Copy out the listing below with "bounding box" replaced by "enclosing rectangle" everywhere it occurs, changing nothing else.

>> BEGIN

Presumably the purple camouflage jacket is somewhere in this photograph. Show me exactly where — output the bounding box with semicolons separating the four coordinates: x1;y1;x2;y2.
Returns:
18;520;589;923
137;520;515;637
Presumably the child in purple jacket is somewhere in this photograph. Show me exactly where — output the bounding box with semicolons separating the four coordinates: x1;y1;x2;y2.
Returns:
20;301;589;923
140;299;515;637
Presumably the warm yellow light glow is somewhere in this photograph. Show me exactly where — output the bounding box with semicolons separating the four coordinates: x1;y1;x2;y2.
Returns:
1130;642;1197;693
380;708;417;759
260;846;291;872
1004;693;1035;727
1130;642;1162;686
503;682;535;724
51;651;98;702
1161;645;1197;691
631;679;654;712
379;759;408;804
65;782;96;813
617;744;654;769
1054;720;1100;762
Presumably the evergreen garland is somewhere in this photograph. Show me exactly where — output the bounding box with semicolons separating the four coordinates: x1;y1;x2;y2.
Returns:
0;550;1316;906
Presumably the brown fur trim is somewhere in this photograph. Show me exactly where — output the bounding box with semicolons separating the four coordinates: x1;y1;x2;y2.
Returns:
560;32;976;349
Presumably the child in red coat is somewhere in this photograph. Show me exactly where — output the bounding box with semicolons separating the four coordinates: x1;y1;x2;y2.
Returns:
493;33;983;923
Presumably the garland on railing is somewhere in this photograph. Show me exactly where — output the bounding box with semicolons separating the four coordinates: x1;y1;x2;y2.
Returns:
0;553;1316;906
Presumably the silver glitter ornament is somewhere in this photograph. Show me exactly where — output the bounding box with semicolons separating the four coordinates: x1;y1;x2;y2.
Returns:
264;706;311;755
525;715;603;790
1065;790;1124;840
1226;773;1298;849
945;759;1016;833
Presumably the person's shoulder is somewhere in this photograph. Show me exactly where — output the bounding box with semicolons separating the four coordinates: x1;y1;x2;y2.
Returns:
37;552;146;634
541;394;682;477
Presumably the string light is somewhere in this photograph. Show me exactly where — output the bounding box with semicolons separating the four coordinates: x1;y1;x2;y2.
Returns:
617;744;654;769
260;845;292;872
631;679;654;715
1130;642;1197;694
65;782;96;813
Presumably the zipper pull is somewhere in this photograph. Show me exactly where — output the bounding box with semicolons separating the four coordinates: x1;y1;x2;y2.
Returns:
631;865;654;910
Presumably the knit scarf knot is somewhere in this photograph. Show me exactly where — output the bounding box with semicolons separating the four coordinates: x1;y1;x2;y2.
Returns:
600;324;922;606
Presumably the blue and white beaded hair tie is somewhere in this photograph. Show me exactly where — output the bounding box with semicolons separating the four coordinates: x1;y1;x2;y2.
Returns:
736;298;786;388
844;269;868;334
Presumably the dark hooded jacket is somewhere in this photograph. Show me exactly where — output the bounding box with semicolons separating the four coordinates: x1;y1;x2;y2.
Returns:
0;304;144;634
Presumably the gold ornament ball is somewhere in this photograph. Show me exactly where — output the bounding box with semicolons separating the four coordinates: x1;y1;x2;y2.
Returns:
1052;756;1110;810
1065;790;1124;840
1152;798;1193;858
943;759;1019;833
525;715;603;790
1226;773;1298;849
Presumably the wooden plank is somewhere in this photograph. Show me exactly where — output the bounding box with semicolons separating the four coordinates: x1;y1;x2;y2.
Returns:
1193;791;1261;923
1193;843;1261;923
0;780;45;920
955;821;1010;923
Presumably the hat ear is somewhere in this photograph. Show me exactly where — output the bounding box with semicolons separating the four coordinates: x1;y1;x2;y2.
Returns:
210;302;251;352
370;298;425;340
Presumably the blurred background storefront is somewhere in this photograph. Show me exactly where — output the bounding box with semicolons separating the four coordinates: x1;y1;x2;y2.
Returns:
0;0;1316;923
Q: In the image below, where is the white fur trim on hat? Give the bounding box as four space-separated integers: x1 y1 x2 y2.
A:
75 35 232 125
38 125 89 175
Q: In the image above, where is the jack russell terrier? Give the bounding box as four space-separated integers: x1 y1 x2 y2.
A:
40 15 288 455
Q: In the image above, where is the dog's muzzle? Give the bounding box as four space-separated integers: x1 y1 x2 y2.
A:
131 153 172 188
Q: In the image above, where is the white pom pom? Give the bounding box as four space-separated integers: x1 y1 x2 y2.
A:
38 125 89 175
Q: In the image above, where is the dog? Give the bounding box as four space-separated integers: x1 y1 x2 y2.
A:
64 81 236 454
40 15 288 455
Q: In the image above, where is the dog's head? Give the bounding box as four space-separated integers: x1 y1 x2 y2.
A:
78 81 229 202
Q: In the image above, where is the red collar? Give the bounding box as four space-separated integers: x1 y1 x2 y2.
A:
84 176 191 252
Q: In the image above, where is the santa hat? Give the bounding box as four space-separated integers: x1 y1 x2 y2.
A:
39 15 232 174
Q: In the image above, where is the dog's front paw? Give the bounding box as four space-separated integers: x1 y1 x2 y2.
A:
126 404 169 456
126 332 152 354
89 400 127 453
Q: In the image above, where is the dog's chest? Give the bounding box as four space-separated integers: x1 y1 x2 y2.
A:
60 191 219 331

>> END

Response to this exercise:
Presumably the purple camouflage jacket is somewhere in this photograph. Show me exactly where — output the enclosing rectangle with semicolons separating the four coordinates: x1;y1;x2;y2.
Returns:
18;520;589;923
137;520;515;637
Presumably the child in purple jacket is somewhere in this photograph. Show me exactly where — output the enclosing rectangle with semicolons separating the four coordinates: x1;y1;x2;y2.
Returns:
20;301;589;923
140;299;515;637
Presumably the warm yellow light glow is somewhere in this photograph. Show me exactly where — output the enclosing rectangle with semicolons separating the four coordinates: x1;y1;x2;y2.
Returns:
1130;642;1197;693
380;708;417;759
260;846;291;872
1004;693;1035;727
1130;642;1162;686
503;682;535;724
51;651;98;702
1161;645;1197;691
631;679;654;712
379;759;408;804
65;782;96;813
617;744;654;769
1054;720;1100;762
Presumably the evergreen garland is somewhere in this photograph. Show me exactly where — output the enclosing rectangle with semicolons separating the four coordinates: x1;y1;x2;y2.
Returns:
0;550;1316;906
Presumably the brown fur trim is somewhere in this photograph. Show me exactly where — output the enclosing rectangle with semicolons separating the four coordinates: x1;y1;x2;y2.
Returns:
560;32;976;349
Presumably the child in red coat is somewhere in this photograph. Show me exactly where — output the enclosing rectangle with semicolons separating the four coordinates: x1;y1;x2;y2.
Returns:
493;33;983;923
Presumably the garland on railing is somewhere in this photograph. Show me exactly where — output the enclosing rectangle with semicolons separating the four coordinates: x1;y1;x2;y2.
Returns:
0;553;1316;906
Presumably the silver glitter ornament is somewhere in this photograph. Show me exactly where — output the enclosing rectangle with semicolons separating the four coordinates: x1;y1;x2;y2.
Returns:
264;706;311;755
525;715;603;790
1065;790;1124;840
1226;773;1298;849
945;759;1016;833
Presumably the person's shoulder is somewhere in this photograph. Show me exactly where — output the enclosing rectangle with semicolons separating the four coordinates: x1;y1;x2;y2.
Returns:
37;552;146;634
541;394;682;477
Presumably the string light is somewhere in this photograph. Show me exactly where — output the enclosing rectangle with semicolons separating the four coordinates: x1;y1;x2;y2.
Returns:
617;744;654;769
260;845;292;872
631;679;654;715
1130;642;1197;694
65;782;96;813
Presumably the zipper pull is somewhere in this photograph. Show me exactly where — output the enclosing rectangle with semicolons separating the four coordinates: x1;y1;x2;y2.
Returns:
631;865;654;910
Presumably the knit scarf knot is somewhere in this photograph. Show me exactly where — output the enclosing rectangle with semicolons separating the four coordinates: x1;y1;x2;y2.
Returns:
600;324;922;606
Presumably the blue and white beaded hair tie is somewhere in this photograph. Show me exactly where — output the enclosing rectangle with semicolons separating the four coordinates: x1;y1;x2;y2.
Returns:
736;298;786;388
844;269;868;334
Presumably the dark hooded jacket is somewhere in this photograph. Show me exactly where — output the enclosing rectangle with semicolons separating the four coordinates: x1;y1;x2;y2.
Returns:
0;304;144;634
Presumably the gold ornament ball is somewhere in this photograph. Show me exactly where — output the enclosing rectangle with semicolons separating the four coordinates: x1;y1;x2;y2.
Returns:
1052;756;1110;810
1065;790;1124;840
1152;798;1193;858
943;759;1019;833
525;715;603;790
1226;773;1298;849
Presumably the wooden plank is somewhere in this photograph. Show me exactly where — output the enclosing rectangle with semicolons separating the four coordinates: x1;y1;x2;y2.
Returns:
1193;791;1261;923
1193;843;1261;923
0;780;45;920
955;821;1010;923
Presumably the hat ear is somewhere in this photograph. Show me exactly where — output the enclosing rectangle with semicolons separating the four coordinates: x1;y1;x2;y2.
Returns:
210;302;251;352
370;298;425;340
Presumably the blurred background storefront is somewhere in this photograph. Show me exactly where — output the enclosing rectangle with semicolons separating the four coordinates: x1;y1;x2;y2.
Returns:
0;0;1316;923
Q: In the image below, where is the white fur trim on hat? Give the enclosing rectangle as four space-separated integers: x1 y1 x2 y2.
A:
75 35 232 125
38 125 89 175
Q: In the image above, where is the jack russell terrier? Give the enclosing rectangle as four space-separated integers: x1 y1 x2 y2.
A:
40 15 288 455
Q: In the image above, where is the dog's muzzle? Give the enclosing rectangle as four space-separated integers: x1 y1 x2 y2.
A:
131 153 172 188
Q: In the image above, where is the white pom pom? Give the enclosing rectangle as four space-separated integers: x1 y1 x2 y2.
A:
38 125 89 175
Q: In the image above, where is the dog? Give the enclosing rectangle as four space-separated integers: x1 y1 x2 y2.
A:
64 81 236 454
40 15 288 455
Q: In the image above, where is the dog's head? Give the enclosing rectangle as four space-separated integers: x1 y1 x2 y2.
A:
78 81 229 202
Q: In the image above, where is the red collar? Give the enclosing rectangle as four space-separated integers: x1 y1 x2 y2.
A:
84 176 191 252
Q: In the image above, where is the santa hat? Give the enclosing rectangle as four space-separated integers: x1 y1 x2 y2.
A:
39 15 232 174
Q: In the image above, where is the dog's front paw? Give the enclosing rectangle as four space-separated integers: x1 y1 x2 y2.
A:
126 404 169 456
126 332 152 354
89 400 127 453
Q: In the image above, where is the dog's chest? Give the enclosing rectangle as four space-separated integers: x1 y1 x2 y2.
A:
60 191 219 331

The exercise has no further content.